*Written instruction*.
Repeat the listing that follows, character for character, minus the pictures.

*Records for this exercise*.

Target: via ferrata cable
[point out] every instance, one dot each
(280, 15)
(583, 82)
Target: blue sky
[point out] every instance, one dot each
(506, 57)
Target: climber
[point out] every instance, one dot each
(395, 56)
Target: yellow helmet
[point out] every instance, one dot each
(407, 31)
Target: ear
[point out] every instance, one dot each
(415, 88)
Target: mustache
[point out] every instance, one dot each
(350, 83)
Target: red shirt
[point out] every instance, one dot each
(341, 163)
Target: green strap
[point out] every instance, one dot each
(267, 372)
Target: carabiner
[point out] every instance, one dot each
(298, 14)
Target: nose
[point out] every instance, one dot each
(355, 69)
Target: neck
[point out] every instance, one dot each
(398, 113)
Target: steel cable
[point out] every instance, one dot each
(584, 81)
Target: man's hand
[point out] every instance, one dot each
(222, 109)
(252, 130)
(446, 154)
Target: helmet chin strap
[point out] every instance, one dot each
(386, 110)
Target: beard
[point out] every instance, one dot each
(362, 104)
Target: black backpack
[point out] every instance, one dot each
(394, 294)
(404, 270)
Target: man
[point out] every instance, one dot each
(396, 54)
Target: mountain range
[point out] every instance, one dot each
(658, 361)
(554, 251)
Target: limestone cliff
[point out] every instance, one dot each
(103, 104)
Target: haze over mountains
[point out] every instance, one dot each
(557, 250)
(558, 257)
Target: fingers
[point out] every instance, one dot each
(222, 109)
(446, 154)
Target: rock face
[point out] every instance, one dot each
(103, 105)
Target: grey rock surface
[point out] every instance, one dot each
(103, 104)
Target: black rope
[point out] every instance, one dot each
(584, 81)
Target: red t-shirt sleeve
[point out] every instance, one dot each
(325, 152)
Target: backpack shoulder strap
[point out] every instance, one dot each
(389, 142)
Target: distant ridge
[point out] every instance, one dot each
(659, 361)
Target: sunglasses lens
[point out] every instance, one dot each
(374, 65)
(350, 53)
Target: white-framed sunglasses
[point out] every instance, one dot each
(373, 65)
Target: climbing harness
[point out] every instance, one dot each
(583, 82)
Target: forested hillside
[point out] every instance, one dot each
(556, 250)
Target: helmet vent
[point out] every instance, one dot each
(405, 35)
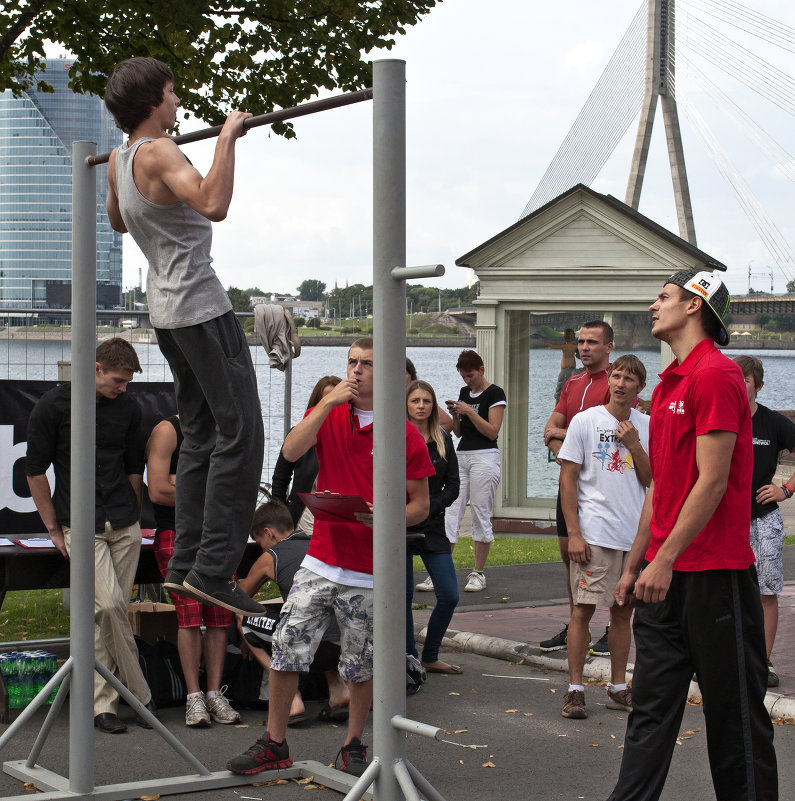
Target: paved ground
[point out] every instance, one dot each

*Solution for this task*.
Target: via ferrata cable
[point out] every instance, one dot each
(280, 15)
(583, 82)
Target: blue sky
[point out] every instance, one dot each
(506, 57)
Target: climber
[point out] every instance, one dot each
(395, 56)
Target: yellow helmet
[point out] every instance, one dot each
(407, 31)
Target: ear
[point out] every instance, one dot each
(415, 88)
Target: mustache
[point out] every instance, one dot each
(350, 83)
Target: red shirt
[point out] every instance, one dot each
(341, 163)
Target: green strap
[point out] every instance, one dot each
(267, 372)
Target: carabiner
[point out] every instance, one dot each
(298, 14)
Target: nose
[point out] every instance, one dot each
(355, 69)
Target: neck
[point out] every instance, one dot each
(398, 113)
Target: steel cable
[point out] every instance, one dot each
(584, 81)
Target: man's hand
[point out] every instance, one dot each
(222, 109)
(252, 130)
(446, 154)
Target: helmet chin strap
[point out] every instance, one dot each
(386, 110)
Target: beard
[point out] every instance, one dot each
(362, 104)
Target: black backpack
[point out] every instance, one dot each
(394, 294)
(404, 270)
Target: man
[point out] every instance, one dot each
(396, 54)
Target: mountain range
[point out] every instance, one dot each
(658, 361)
(554, 251)
Target: limestone cliff
[point out] every instance, one dot each
(103, 104)
Target: haze over mountains
[point out] every instance, one dot each
(557, 250)
(558, 257)
Target: fingers
[point out] every instance, one dot each
(222, 109)
(446, 154)
Target: rock face
[point out] every instance, one dot each
(103, 105)
Target: grey rock surface
[point out] every instance, one dot each
(103, 104)
Target: black rope
[point out] every instance, one dot each
(584, 81)
Target: red t-shirt sleeve
[point out] every instance, one dot each
(325, 152)
Target: backpack shoulder strap
[point out] every instance, one dot each
(389, 142)
Target: distant ridge
[point out] every instance, one dot each
(659, 361)
Target: sunglasses lens
[point out] every instance, one dot each
(374, 65)
(350, 53)
Target: white-framed sunglasses
[point out] every instance, one dot each
(373, 65)
Target: climbing harness
[point out] every instance, one dot each
(583, 82)
Target: forested hillside
[point out] every instance, one dot each
(556, 250)
Target: helmet vent
[point out] every instance, one dot each
(405, 35)
Target: paved ground
[point out] every instance, one dot each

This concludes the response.